_EXERCISE DETAILS_:
Within this material, find every line where the string "pixel" appears, and copy it out.

_DATA TO PROCESS_:
# # # # # # #

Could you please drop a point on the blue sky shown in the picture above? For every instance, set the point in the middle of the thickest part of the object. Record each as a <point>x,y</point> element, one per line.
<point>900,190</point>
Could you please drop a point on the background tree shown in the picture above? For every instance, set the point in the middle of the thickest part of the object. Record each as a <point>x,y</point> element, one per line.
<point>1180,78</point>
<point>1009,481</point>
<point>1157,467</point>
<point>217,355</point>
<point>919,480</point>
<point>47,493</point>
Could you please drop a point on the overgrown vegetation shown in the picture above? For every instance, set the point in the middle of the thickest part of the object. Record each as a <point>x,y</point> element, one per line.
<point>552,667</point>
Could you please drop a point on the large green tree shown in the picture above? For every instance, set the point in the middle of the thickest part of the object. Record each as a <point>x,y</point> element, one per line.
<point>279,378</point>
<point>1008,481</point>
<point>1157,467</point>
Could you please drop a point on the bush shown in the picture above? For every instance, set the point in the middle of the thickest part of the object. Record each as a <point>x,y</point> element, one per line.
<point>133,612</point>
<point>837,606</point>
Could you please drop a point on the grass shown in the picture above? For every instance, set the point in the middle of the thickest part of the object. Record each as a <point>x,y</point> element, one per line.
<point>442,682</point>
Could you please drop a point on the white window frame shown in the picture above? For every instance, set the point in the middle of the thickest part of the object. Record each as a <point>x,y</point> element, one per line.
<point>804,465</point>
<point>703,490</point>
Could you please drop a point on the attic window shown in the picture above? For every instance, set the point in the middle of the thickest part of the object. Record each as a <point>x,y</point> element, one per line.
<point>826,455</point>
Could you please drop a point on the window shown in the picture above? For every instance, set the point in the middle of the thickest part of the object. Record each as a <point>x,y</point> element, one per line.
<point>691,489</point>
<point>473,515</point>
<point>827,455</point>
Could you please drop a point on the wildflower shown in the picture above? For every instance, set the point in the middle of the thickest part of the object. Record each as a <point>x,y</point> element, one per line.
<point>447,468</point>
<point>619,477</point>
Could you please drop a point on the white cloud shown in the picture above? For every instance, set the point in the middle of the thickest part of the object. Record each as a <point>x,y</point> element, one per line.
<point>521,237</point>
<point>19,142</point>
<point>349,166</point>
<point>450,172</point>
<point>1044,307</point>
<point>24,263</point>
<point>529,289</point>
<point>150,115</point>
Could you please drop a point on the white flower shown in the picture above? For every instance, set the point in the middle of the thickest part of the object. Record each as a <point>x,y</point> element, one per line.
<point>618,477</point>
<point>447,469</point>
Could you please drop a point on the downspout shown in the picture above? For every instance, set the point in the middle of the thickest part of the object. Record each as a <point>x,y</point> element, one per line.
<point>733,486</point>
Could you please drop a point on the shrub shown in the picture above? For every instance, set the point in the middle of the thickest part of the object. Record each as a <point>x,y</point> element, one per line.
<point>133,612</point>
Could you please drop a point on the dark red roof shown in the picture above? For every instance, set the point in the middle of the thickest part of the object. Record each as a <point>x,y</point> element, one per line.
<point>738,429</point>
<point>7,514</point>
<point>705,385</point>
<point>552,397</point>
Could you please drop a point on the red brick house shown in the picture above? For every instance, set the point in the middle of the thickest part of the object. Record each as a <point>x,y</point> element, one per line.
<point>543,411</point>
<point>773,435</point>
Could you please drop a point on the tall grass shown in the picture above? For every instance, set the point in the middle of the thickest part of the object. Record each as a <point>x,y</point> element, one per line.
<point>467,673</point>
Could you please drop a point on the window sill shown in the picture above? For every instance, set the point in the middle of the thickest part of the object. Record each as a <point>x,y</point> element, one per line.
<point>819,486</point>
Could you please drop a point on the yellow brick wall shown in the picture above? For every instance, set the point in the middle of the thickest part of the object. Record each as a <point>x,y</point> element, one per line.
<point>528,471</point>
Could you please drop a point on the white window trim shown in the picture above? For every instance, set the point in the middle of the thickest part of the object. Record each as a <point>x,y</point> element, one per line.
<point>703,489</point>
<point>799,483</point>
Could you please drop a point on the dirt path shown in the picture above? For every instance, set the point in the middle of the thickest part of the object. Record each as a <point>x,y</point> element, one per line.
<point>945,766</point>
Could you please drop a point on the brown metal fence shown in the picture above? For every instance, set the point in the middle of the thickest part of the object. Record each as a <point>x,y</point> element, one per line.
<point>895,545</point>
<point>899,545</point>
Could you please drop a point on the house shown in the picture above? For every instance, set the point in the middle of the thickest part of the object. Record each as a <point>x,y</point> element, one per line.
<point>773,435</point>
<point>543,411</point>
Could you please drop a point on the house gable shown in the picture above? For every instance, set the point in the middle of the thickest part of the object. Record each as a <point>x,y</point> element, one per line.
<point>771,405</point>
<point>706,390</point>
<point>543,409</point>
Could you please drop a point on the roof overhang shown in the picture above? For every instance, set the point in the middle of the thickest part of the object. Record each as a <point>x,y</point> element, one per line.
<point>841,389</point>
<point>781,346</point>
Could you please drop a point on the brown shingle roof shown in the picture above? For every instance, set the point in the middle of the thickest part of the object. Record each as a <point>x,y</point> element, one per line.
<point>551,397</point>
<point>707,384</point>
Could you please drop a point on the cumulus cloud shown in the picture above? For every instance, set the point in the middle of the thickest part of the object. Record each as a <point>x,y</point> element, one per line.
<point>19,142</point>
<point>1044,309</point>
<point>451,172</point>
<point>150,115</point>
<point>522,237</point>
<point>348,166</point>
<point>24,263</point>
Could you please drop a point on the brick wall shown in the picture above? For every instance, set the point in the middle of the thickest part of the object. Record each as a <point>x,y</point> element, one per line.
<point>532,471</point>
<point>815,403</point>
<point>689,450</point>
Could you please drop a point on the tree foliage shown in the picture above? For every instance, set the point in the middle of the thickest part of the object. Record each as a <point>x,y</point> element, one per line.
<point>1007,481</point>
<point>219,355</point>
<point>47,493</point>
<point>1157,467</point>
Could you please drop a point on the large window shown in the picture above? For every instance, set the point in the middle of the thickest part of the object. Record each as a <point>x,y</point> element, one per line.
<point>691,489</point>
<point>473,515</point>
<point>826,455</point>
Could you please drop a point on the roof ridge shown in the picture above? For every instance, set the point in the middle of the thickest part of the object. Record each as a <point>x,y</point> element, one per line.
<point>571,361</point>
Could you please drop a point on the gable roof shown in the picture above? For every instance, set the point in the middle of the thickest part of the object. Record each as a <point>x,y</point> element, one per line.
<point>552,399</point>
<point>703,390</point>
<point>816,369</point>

# # # # # # #

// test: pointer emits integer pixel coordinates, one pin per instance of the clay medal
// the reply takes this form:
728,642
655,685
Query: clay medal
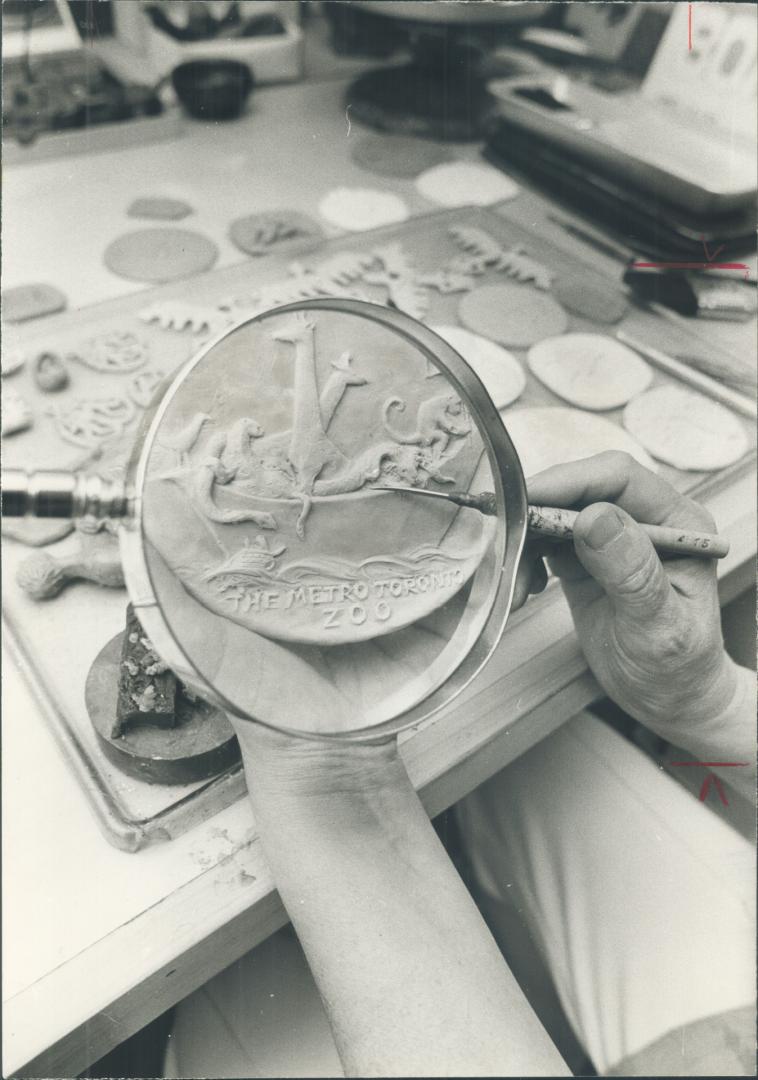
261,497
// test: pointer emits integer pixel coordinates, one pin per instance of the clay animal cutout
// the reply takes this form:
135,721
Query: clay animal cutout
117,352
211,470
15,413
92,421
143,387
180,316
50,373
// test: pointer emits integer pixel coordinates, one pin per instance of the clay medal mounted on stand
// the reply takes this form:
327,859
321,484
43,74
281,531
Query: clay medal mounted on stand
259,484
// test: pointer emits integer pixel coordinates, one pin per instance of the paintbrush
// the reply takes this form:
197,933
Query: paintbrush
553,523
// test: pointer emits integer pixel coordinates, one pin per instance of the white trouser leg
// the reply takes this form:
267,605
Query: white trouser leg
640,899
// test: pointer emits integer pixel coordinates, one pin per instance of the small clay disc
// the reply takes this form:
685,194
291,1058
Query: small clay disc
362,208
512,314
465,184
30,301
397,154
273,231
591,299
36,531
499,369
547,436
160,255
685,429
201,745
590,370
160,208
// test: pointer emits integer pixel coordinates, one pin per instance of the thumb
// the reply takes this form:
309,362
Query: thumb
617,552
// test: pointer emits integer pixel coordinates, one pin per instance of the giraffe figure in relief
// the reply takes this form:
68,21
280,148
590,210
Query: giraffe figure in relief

# # # # # # #

_RESULT OF THIS EXERCISE_:
// test: pointer emits integer pixel coordinates, one pin per instance of the clay medal
// test: pointer emits integer pixel coordinates, one pin per instance of the clay animal cutout
// test: pointer emits integer pixel coordinates, one pin per instance of the clay medal mounted on stand
// test: pointer emits integer pixel coordinates, one pin per instance of the paintbrush
// test: pointer emits integer pixel coordinates, one pin per instance of the white trouser leg
// test: pointer emits integer pixel coordinates, one pin per instance of the small clay disc
// test: pointer emits integer pixel coordinates, one pin per instance of the thumb
// test: pointer emits integer pixel coordinates, one pin per instance of the giraffe figure in relief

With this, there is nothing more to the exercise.